* **TEXTE FOURNI**:
Les Mantinéens sans doute y entrèrent, car ils quittèrent aussitôt les quatre villages où Sparte les avait dispersés, et se mirent à reconstruire leur ville. Agésilas les somma de suspendre ces travaux, leur donnant à entendre que Sparte, trop affaiblie pour employer la force, les aiderait elle-même un jour à relever leurs murs, s’ils consentaient à ne point offrir à la Grèce le spectacle de Lacédémone impunément bravée. Ils n’obéirent pas, et on n’osa les contraindre; plusieurs villes leur envoyèrent des ouvriers ; les Éléens donnèrent 3 talents (370).

A Phigalie, les exilés du parti oligarchique firent un sanglant coup de main, mais sans résultat. Les exilés démocrates de Corinthe tentèrent une entreprise semblable sur leur ville ; ayant échoué, ils se tuèrent les uns les autres pour éviter la vengeance de leurs ennemis, qui établirent contre leurs partisans une sévère inquisition. Pareilles scènes eurent lieu à Sicyone et à Mégare. A Phlionte, les chefs du parti démocratique voulurent rentrer avec des mercenaires ; ils tuèrent trois cents hommes aux aristocrates, mais en perdirent six cents et s’enfuirent à Argos.

Cette ville était plus malheureuse encore; elle avait recueilli tous les Péloponnésiens bannis pour la cause populaire et elle était devenue un foyer de démocratie incohérente, que remuaient incessamment les démagogues. Un complot du parti aristocratique, vrai ou supposé, avant été découvert, ouvrit la voie aux plus cruelles vengeances. D’abord quelques-uns des accusés se tuèrent eux-mêmes; trente qui espérèrent sauver leur vie, en dénonçant leurs complices, ne gagnèrent même pas un répit de quelques heures ; douze cents autres, au dire de Diodore, furent encore arrêtés et, comme les formes judiciaires paraissaient trop lentes, le peuple s’arma de bâtons et les assomma : cet horrible massacre fut appelé le scytalisme, du mot grec qui signifie bâton. Mais les démagogues, victimes à leur tour des passions qu’ils avaient soulevées, périrent, et ce ne fut qu’après s’être inondée de sang qu’Argos trouva enfin la paix. Jamais Athènes n’avait vu pareilles tragédies ; cela marque bien, dit Niebuhr, la supériorité de ce peuple privilégié. J’en trouve une autre preuve dans l’effet produit par la nouvelle de ces abominations. Pour en avoir entendu seulement le récit dans une de leurs assemblées, les Athéniens se crurent souillés et recoururent aux cérémonies expiatoires (370)[23].

* **CONSIGNES**:
1: Transcrivez fidèlement le passage du texte fourni qui commence par « Les Mantinéens sans » et se termine par « 3 talents (370). ».
2: Répondez brièvement aux questions suivantes d'après le texte fourni :
(a) Combien de talents les Éléens donnèrent-ils aux Mantinéens ?
(b) Combien d'hommes les chefs du parti démocratique de Phlionte perdirent-ils ?
(c) Quel nom fut donné au massacre perpétré à Argos ?
Les entrées ci-après sont sans lien avec le texte fourni.

* **DONNÉES FOURNIES**:
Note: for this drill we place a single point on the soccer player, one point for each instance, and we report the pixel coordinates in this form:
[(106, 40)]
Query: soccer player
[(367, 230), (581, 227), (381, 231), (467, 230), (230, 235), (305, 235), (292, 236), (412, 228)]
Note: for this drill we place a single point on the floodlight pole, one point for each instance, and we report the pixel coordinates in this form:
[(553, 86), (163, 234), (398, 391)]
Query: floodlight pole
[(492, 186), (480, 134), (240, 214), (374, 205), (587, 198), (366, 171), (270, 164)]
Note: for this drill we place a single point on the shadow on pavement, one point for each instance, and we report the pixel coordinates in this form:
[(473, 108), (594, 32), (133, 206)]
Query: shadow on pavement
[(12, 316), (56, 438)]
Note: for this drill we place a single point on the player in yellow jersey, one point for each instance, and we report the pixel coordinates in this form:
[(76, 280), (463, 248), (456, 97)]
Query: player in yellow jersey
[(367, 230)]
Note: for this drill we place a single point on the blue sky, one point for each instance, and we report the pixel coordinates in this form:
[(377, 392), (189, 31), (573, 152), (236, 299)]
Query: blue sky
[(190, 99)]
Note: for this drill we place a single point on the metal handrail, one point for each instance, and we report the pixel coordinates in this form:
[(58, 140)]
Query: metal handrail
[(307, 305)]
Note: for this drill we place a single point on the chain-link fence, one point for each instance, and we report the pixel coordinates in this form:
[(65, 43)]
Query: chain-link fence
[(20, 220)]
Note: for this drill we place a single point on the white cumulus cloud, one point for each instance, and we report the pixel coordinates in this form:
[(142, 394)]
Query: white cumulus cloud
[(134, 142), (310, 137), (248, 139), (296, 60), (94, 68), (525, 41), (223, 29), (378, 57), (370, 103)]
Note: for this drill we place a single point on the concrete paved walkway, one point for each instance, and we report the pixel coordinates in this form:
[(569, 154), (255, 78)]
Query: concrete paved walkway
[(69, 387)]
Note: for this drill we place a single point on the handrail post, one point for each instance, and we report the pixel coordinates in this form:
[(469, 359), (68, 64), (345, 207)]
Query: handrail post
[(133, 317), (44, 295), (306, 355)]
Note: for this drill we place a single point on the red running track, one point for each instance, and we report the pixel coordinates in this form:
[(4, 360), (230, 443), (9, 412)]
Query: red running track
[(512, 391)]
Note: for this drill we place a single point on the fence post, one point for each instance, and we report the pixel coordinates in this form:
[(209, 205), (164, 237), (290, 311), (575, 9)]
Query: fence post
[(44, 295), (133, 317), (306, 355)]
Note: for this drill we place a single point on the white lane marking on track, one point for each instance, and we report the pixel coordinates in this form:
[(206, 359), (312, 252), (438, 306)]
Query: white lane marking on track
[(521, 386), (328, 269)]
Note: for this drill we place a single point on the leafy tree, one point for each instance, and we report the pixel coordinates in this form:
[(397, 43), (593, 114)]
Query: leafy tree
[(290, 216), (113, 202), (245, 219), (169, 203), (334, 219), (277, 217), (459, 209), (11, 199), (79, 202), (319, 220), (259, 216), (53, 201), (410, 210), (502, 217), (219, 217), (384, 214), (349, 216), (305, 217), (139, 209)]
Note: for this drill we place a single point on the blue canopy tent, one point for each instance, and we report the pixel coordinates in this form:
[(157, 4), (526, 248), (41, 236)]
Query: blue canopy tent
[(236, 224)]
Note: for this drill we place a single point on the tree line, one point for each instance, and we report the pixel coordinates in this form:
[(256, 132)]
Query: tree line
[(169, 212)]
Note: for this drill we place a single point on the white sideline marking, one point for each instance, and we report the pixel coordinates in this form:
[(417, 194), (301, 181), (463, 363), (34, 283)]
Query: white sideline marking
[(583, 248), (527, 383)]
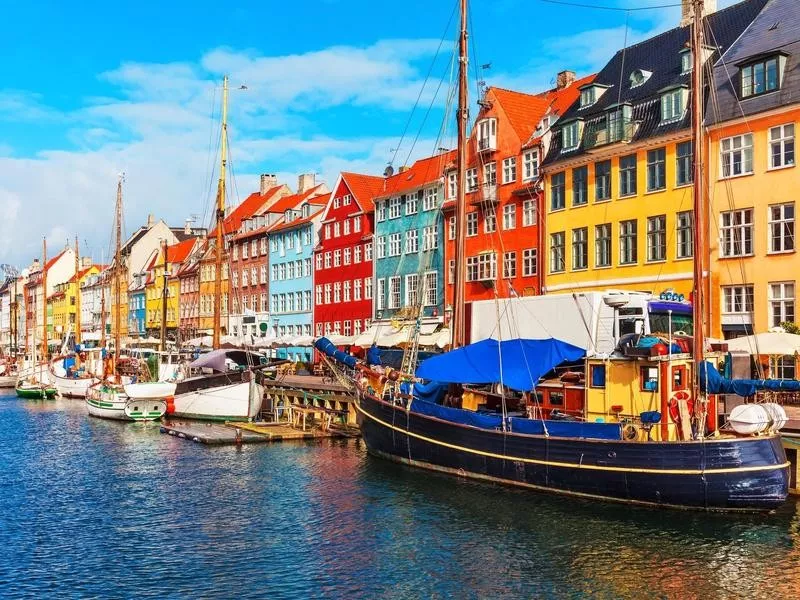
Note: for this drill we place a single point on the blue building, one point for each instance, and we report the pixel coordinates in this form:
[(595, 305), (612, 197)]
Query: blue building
[(294, 227), (409, 243)]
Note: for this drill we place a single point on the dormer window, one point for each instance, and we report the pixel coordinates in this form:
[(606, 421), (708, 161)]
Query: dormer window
[(571, 135), (762, 77), (639, 76), (673, 104)]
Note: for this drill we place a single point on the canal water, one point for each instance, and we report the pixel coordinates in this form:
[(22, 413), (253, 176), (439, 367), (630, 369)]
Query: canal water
[(92, 508)]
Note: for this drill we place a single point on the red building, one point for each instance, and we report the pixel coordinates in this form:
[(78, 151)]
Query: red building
[(343, 258), (503, 191)]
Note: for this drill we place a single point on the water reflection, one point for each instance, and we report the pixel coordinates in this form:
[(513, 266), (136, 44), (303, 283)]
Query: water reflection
[(93, 507)]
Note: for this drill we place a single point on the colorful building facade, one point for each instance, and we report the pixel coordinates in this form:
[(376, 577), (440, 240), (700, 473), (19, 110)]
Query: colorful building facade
[(343, 259)]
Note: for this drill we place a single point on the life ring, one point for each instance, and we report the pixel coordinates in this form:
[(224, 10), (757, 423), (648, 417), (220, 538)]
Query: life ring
[(672, 404)]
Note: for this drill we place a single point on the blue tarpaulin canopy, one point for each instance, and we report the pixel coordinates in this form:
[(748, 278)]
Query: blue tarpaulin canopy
[(517, 363)]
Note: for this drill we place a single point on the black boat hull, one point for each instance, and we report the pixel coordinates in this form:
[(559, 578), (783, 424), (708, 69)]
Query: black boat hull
[(739, 474)]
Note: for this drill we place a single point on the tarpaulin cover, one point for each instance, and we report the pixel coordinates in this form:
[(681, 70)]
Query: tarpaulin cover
[(577, 429), (518, 363), (712, 382), (457, 415)]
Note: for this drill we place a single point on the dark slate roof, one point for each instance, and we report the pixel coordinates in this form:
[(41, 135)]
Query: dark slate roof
[(660, 55), (776, 28)]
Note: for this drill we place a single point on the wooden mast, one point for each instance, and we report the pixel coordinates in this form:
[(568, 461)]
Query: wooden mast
[(462, 116), (117, 272), (699, 200), (164, 304), (77, 334), (220, 216), (44, 299)]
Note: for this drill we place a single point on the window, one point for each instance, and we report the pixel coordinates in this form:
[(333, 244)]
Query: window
[(411, 204), (627, 242), (487, 134), (781, 303), (412, 289), (781, 227), (529, 258), (672, 105), (781, 146), (684, 169), (394, 292), (530, 165), (656, 169), (602, 180), (430, 241), (395, 244), (509, 265), (431, 288), (685, 237), (737, 299), (580, 248), (627, 175), (657, 238), (580, 186), (472, 179), (509, 216), (490, 173), (570, 136), (472, 224), (482, 267), (431, 198), (602, 245), (394, 208), (510, 170), (557, 191), (557, 252), (736, 154), (736, 232), (412, 241), (528, 213), (760, 77), (489, 220)]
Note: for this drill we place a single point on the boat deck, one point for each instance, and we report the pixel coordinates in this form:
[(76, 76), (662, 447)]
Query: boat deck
[(248, 433)]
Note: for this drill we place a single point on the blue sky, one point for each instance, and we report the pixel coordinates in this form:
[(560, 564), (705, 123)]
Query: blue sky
[(92, 89)]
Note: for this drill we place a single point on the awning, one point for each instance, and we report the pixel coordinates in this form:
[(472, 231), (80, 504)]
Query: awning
[(517, 363)]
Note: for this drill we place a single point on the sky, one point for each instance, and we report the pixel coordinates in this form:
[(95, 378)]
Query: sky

* **LISTE DES SOLUTIONS**:
1:
Les Mantinéens sans doute y entrèrent, car ils quittèrent aussitôt les quatre villages où Sparte les avait dispersés, et se mirent à reconstruire leur ville. Agésilas les somma de suspendre ces travaux, leur donnant à entendre que Sparte, trop affaiblie pour employer la force, les aiderait elle-même un jour à relever leurs murs, s’ils consentaient à ne point offrir à la Grèce le spectacle de Lacédémone impunément bravée. Ils n’obéirent pas, et on n’osa les contraindre; plusieurs villes leur envoyèrent des ouvriers ; les Éléens donnèrent 3 talents (370).

2:
(a) Trois talents.
(b) Six cents hommes.
(c) Le scytalisme.